> _EXERCISE_
From the listing below, extract each entry exactly as written, minus the images.

> _INFORMATION SHOWN_

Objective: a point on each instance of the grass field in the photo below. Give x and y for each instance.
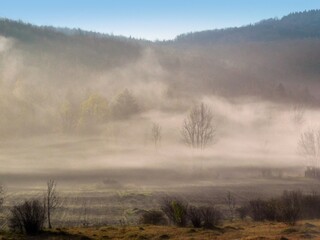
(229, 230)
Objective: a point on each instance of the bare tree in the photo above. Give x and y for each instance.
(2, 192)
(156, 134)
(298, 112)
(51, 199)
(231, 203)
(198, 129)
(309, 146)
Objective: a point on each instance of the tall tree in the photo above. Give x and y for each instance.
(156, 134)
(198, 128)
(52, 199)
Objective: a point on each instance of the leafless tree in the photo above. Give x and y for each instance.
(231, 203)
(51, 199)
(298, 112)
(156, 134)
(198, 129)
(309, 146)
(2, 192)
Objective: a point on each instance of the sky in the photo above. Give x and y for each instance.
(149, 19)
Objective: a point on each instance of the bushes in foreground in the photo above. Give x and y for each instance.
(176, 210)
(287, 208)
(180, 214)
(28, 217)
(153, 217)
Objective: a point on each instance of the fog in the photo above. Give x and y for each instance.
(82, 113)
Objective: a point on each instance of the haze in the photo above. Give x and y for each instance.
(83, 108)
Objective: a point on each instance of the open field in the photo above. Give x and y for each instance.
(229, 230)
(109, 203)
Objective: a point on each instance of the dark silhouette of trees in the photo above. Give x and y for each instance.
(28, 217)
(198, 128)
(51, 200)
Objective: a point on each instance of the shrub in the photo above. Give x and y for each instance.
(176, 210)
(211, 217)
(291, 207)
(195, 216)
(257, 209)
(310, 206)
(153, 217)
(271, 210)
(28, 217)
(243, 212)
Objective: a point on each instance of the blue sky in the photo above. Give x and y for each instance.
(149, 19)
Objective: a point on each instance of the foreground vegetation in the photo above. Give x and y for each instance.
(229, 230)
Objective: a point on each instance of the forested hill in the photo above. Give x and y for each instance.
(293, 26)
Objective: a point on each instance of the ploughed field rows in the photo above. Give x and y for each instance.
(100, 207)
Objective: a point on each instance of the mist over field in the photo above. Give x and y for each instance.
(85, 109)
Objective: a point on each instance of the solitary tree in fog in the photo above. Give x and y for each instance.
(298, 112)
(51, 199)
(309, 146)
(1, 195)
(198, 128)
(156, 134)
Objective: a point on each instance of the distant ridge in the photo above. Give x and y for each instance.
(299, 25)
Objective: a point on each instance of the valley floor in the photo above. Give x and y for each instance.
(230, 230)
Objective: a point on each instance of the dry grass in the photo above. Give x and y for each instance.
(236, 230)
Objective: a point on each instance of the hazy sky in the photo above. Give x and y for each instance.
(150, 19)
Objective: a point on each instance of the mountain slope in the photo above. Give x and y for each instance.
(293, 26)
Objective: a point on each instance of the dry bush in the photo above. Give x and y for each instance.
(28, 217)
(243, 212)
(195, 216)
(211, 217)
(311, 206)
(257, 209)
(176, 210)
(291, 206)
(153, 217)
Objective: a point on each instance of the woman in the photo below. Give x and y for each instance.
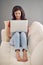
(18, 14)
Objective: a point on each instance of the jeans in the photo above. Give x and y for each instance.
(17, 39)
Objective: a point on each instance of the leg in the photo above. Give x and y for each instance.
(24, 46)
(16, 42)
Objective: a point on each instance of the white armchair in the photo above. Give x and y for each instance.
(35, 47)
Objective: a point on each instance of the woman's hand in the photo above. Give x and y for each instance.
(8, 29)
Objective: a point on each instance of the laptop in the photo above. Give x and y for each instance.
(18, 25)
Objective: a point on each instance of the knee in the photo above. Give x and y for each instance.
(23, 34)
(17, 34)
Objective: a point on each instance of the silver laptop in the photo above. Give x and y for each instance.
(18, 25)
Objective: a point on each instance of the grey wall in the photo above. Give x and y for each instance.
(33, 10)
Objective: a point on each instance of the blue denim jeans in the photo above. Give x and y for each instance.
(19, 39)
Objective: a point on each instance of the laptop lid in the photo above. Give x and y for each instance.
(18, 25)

> _OUTPUT OF THE EXERCISE_
Objective: a point on each instance of the grass field in the photo below. Give x and y for each instance.
(229, 230)
Objective: a point on each instance of the bare tree in the photo above. Give x and y for each instance.
(2, 192)
(156, 134)
(298, 112)
(51, 199)
(231, 203)
(198, 129)
(309, 146)
Objective: a point on each instance of the tall tree in the photo above. Give x and y for each instance.
(156, 134)
(198, 128)
(52, 199)
Objective: a point on each instance of the leafless tree in the photo above. Give x and y for each instance.
(231, 203)
(51, 199)
(298, 112)
(156, 134)
(198, 129)
(309, 146)
(2, 192)
Objective: a point on each instance of the sky in the photo above. Give x and y for each instance.
(149, 19)
Objective: a point on each instance of the bushes in foreground in the photo above. Give x and y for each instance.
(176, 210)
(287, 208)
(180, 214)
(28, 217)
(153, 217)
Objective: a point on each instance of the fog in the photo above. Give x and y for each instance.
(82, 113)
Objective: a point on each instance of the haze in the photo above. Give x and y for each instance.
(83, 108)
Objective: a point on each instance of the open field in the photo above. Give x and y for each instance.
(229, 230)
(109, 203)
Objective: a point on each instance of the dark silhouette of trees in the photo above. Give x and y for each instance.
(28, 217)
(198, 128)
(51, 200)
Objective: a point on each instance of the shrub in the photo above. Give x and y for each instance.
(176, 210)
(211, 217)
(291, 207)
(195, 216)
(257, 209)
(310, 206)
(153, 217)
(271, 210)
(28, 217)
(243, 212)
Objective: a point on each instance of the blue sky in the photo above. Give x and y for each instance.
(149, 19)
Objective: a point on each instance of the foreground vegetation in the photo above. Give x and y for each instance.
(229, 230)
Objective: a point on each instance of the forested hill in the photo above. Give x and y for each instance.
(293, 26)
Objective: a point on each instance of the ploughed field rows in the photo above. Give x and y for each instance.
(100, 207)
Objective: a point on each instance of the mist over field in the photo above. Give x and y for each instance.
(85, 109)
Objective: a point on each instance of the solitary tree in fog in the photo above. Give x and y for each instance.
(298, 112)
(51, 199)
(309, 146)
(1, 195)
(198, 128)
(156, 134)
Objective: a point on each instance of the distant ridge in the photo above. Give x and y for each instance.
(299, 25)
Objective: a point on each instance of the valley floor in the photo above. Give x and y for each instance.
(230, 230)
Objective: a point on each instance of the dry grass in the photo above. Give x and y for each instance.
(236, 230)
Objective: a point on each instance of the hazy sky in the photo above. Give x and y for each instance.
(150, 19)
Objective: a point on each instance of the mountain slope in the photo above. Give x and y for each instance.
(293, 26)
Objective: a point on each instance of the dry bush in the photo above. Give x and y for each instance.
(28, 217)
(243, 212)
(195, 216)
(211, 217)
(311, 206)
(257, 209)
(176, 210)
(291, 206)
(153, 217)
Objective: a point on each instance of the woman in the photo below. Give x and y for each instance.
(18, 14)
Objective: a point on each instance of the jeans in the photo above. Give x and y for each instance.
(17, 39)
Objective: a point on each instance of the leg in the photo above. Give x and y for each instance.
(24, 46)
(16, 42)
Objective: a point on each instance of the white armchair in the photo above. Give x and y for each instance.
(35, 47)
Objective: a point on each instance of the woman's hand in the photo above. Give x and y for each instance.
(8, 29)
Objective: a point on each instance of the laptop in the photo above. Give x and y for each instance.
(18, 25)
Objective: a point on each instance of the knee in the photo above. Give x and y for each instance.
(23, 34)
(17, 34)
Objective: a point on each instance of the silver laptop in the photo above. Give x and y for each instance.
(18, 25)
Objective: a point on each instance of the grey wall in the photo above. Give x and y for each instance.
(33, 10)
Objective: a point on each instance of the blue denim jeans in the photo above. Give x and y for each instance.
(19, 39)
Objective: a point on each instance of the laptop lid in the photo above. Give x and y for each instance.
(18, 25)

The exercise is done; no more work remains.